**Reading text**:
■ ■ ■
Blog Data Science

Data Integrity: Why It’s Crucial to Understanding User Behavior

Siddharth Jain Siddharth Jain, a Data Scientist at CleverTap, has over 4 years of experience in data engineering and Python backend development. In his free time, he enjoys birdwatching and trekking.
Data Integrity: Why It’s Crucial to Understanding User Behavior

In today’s era of personalized marketing, a marketer is lost without rich customer data. But what many marketers forget while pushing millions of data points to the cloud is the importance of quality and the integrity of their data points. 
High-quality data makes life better for all teams. The marketing team can build better campaigns, the analytics team can make better decisions without transformations and workarounds, and the product team can make informed product decisions.
Here’s a simple example: you push millions of purchase events a month, but realize one day that you have mapped product name as a property to the event. This may seem logical or trivial, but imagine that you have multiple products with the exact same name. This will cause numbers to be inflated and mislead you and your strategic marketing pipelines. This could have been avoided if you mapped product ID or SKU to the purchase event. 
If you can’t trust your data, you will never feel comfortable using analytics to make business decisions.

Common Situations that Degrade Data Integrity

Data Duplication
Not only is duplication bad for data integrity, but it can also directly lead to increased costs due to storage capacities. This could be duplication of user profiles or even the same event being raised multiple times where it should have been raised once.
A common example of duplication: your integrated SDK tracks some “System Events” by default, such as App Launched, or Notification Clicked, but your developers overlook this and raise the event manually as well. In such a case, you’re storing the same event twice, driving up your platform costs, as you will exceed your event tracking quota faster. At a scale of millions of users, these extra expenses will really hurt your marketing and analytics budgets.
Time Zone Management 
A large chunk of marketing campaigns are time-based, and a wrongly specified user timezone can mean your campaign is going unnoticed because it’s delivered at 3 a.m. instead of 7 p.m. This is especially important if you have an international business.
Location Data
There are two types of locations that you can get from your app:

1. Coarse location: 

This can be extracted using the mobile network provider and wifi access points without GPS access but doesn’t have high accuracy.
This could be good enough for your use cases, such as if you just want to send campaigns or segment users based on rough location, like users from California.
Coarse location data can also be enough for you to derive valuable and essential insights such as market penetration, customer adoption, and more.
For these insights, you probably do not need to collect the more expensive precise user location.

2. Precise location: 

This uses GPS access and is accurate to within a few meters.
High accuracy location data is of greater importance across industries like ecommerce, food and grocery delivery, etc. User location is important for special deals, location-based personalization, recommendations, and so on.
As an example, many of CleverTap’s clients use geofencing to serve highly accurate location-based engagements to users, such as sending a coupon when they are near one of the client’s outlets. As you can imagine, this requires location data to be precise within a few meters.
To ensure high accuracy, GPS access from the end user is required. Keep in mind, if the end user chooses to decline permission to access location data due to privacy and/or due to battery concerns, these engagements are bound to suffer.
You can choose the accuracy of location data you need by understanding the importance of location data in your specific marketing use cases. The costs of retrieving accurate location data may outweigh the benefits in many cases, since you may lose out on getting data from users that choose to opt out of giving location data, and you might need a modified journey for those users.
■ ■ ■
**Data provided**:
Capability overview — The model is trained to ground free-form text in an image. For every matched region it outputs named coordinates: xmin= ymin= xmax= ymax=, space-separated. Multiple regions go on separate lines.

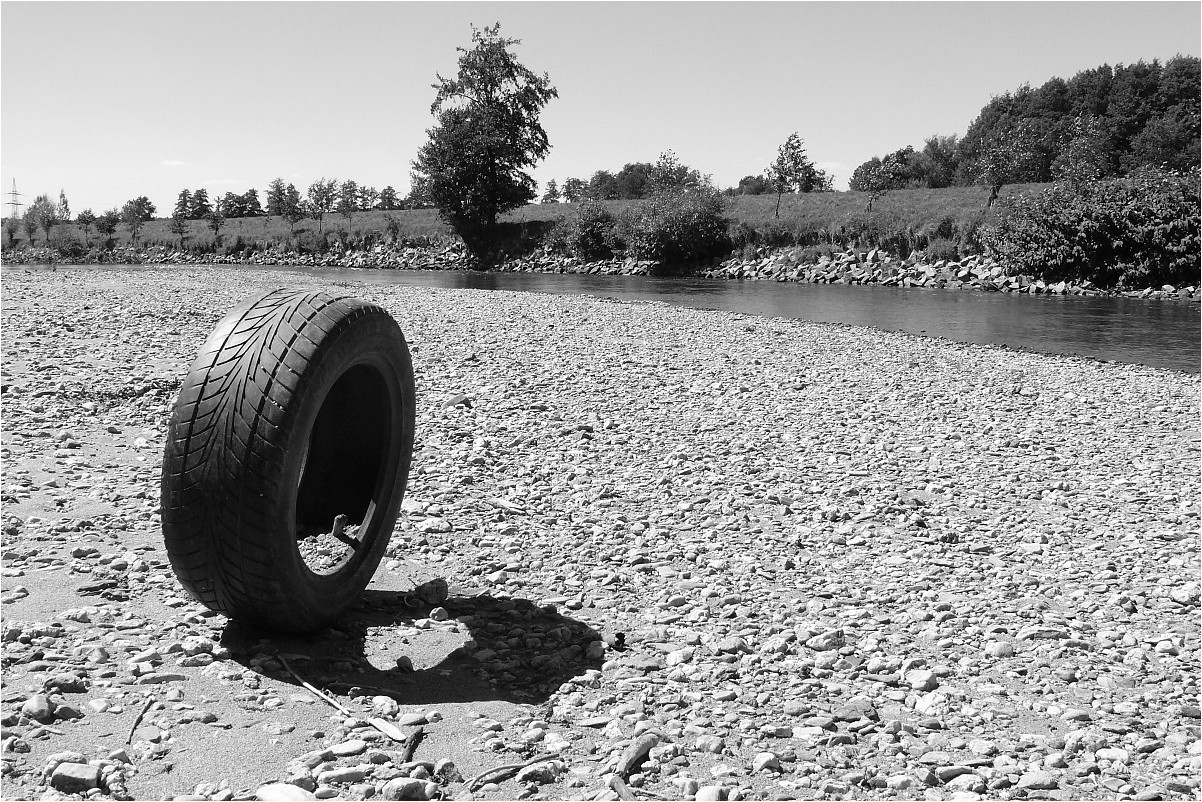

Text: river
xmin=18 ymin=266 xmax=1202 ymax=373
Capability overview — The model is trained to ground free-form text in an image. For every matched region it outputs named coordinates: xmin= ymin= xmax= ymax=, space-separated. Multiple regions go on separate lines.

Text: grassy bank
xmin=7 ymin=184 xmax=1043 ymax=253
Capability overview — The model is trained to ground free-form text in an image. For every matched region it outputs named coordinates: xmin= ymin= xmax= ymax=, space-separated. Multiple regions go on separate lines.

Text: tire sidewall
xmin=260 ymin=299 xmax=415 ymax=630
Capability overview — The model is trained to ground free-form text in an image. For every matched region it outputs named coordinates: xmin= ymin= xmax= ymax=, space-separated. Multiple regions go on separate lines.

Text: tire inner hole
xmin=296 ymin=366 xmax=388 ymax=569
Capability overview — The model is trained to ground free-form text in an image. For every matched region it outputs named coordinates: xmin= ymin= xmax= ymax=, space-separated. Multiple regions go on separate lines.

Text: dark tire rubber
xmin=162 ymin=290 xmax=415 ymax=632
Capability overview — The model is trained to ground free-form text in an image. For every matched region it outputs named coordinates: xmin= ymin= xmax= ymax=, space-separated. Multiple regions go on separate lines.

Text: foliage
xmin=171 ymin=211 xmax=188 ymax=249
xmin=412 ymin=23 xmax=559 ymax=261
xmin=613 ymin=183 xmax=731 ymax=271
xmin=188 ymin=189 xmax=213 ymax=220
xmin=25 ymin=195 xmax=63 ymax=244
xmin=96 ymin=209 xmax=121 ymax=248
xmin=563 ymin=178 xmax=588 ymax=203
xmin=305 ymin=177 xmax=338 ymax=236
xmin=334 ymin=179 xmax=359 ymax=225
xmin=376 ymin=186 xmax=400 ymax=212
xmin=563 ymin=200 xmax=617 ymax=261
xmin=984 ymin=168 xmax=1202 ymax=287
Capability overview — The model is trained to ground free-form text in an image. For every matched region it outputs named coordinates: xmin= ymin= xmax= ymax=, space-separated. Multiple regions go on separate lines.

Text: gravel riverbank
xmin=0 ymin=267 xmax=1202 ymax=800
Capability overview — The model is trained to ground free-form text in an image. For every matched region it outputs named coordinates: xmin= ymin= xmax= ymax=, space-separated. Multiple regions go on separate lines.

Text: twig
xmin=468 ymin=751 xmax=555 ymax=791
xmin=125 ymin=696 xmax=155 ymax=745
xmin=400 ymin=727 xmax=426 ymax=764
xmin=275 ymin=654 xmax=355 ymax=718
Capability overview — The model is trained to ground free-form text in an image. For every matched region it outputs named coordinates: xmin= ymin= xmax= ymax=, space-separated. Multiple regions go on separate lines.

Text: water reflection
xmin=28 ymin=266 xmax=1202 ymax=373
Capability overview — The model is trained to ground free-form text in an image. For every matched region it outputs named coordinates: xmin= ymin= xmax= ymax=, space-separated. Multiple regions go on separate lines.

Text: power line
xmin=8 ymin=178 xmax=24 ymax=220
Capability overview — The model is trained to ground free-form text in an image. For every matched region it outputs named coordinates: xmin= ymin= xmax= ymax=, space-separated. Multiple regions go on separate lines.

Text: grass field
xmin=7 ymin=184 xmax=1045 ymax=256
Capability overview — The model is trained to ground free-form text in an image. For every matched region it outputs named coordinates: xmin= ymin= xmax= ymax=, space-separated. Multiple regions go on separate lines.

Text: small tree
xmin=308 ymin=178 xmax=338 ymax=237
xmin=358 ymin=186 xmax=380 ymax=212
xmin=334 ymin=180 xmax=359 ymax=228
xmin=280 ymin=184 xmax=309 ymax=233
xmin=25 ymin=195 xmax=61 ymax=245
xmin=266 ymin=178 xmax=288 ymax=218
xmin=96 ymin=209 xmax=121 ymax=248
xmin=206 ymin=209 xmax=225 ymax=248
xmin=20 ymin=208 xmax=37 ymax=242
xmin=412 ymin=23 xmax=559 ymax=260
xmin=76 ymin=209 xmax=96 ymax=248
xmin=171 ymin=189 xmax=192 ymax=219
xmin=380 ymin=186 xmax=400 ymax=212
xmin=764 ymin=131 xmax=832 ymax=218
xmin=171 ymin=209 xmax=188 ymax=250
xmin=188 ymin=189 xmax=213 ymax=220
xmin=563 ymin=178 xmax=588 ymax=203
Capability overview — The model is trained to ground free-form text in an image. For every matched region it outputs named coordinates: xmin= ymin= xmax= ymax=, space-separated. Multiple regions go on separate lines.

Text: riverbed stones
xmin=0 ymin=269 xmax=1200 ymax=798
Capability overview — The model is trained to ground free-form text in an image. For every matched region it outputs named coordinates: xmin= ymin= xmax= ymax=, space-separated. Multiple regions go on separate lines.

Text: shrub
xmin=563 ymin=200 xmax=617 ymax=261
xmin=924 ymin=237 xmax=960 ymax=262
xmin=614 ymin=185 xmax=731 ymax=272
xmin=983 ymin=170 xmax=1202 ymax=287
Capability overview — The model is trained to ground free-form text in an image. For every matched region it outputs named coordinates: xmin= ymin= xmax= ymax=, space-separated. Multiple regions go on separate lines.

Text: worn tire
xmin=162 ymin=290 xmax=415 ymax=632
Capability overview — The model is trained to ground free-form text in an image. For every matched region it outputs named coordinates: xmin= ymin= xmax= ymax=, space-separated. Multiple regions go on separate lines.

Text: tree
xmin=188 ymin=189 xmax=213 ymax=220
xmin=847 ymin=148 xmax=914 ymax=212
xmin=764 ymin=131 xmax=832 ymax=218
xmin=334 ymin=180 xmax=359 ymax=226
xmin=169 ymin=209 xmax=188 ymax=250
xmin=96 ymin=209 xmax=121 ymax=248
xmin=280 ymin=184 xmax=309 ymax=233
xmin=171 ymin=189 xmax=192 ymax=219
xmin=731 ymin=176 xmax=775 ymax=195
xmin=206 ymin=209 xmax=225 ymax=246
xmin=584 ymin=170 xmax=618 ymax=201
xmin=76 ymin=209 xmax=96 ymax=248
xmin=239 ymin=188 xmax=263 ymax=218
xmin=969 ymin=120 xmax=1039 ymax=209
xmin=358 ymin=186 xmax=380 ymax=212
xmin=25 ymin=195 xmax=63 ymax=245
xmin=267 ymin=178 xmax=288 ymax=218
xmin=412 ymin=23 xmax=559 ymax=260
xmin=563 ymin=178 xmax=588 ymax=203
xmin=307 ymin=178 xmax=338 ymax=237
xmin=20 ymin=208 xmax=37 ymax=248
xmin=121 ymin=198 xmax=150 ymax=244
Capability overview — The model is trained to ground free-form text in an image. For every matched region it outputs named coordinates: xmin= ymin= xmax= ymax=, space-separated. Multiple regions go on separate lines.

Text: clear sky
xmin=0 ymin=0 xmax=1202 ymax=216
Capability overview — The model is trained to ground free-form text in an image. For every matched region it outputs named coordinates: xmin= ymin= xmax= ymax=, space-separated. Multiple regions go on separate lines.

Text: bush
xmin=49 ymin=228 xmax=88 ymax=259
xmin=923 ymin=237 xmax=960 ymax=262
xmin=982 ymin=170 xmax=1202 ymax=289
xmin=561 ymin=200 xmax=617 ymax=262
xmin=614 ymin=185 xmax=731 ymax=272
■ ■ ■
**Given problem 1**: Print the lines of the entries verbatim, beginning with the first line of the entries and continuing through the line that contains "xmin=18 ymin=266 xmax=1202 ymax=373", with both of those lines included. Omit the pictures from your answer.
**Given problem 2**: Extend the article on data integrity, starting immediately after its final sentence.
The article on data integrity bears no relation to the entries that accompany it.

**Answer 1**:
Capability overview — The model is trained to ground free-form text in an image. For every matched region it outputs named coordinates: xmin= ymin= xmax= ymax=, space-separated. Multiple regions go on separate lines.


Text: river
xmin=18 ymin=266 xmax=1202 ymax=373

**Answer 2**:
But keep in mind that if you choose to stick to coarse location data, all stakeholders should be made aware that the location data may be fuzzy and should not be used where a precise location is required.
Poor Event Naming
The way you name application events can have a long-lasting impact on the clarity of your data. You may name an event where a product is viewed as:

  1. productView
  2. ProductViewed
  3. Product Viewed
  4. UserProductView
  5. Product_Viewed
  6. product-viewed
  7. ViewProduct

We recommend the “Noun + Verb” syntax. E.g., Product Viewed, Registration Completed.
Whatever you choose, make sure that your naming convention is maintained across all platforms and get your teams on the same page. We have observed cases where the same event is named or spelled differently on iOS and Android apps, and this leads to either data loss or misinformation, and can be messy to fix.
Be consistent and clear in naming to ensure a straightforward workflow. Make sure to consult relevant internal teams such as marketing and data science teams for smooth interoperability and low overhead. 
Check out these sample events by industry vertical for a good starting point.
Unique User Identification Issues
Identity management is a very important part of your marketing efforts. You need to uniquely identify users and avoid sending the same campaigns to the same user multiple times, and other such mistakes. 
Here are some important recommendations on setting user identities in your marketing platform:

  1. Do not set Identity if there isn’t one. For example, setting an identity as ‘None’ to multiple users will probably group all users under that ‘None’ Identity together (i.e. any user with the ‘None’ identity is assumed to be the same user.) Few platforms assign an internal unique ID to users in case the Identity passed is Null, like CleverTap does, and this identity can still be used to identify individual users.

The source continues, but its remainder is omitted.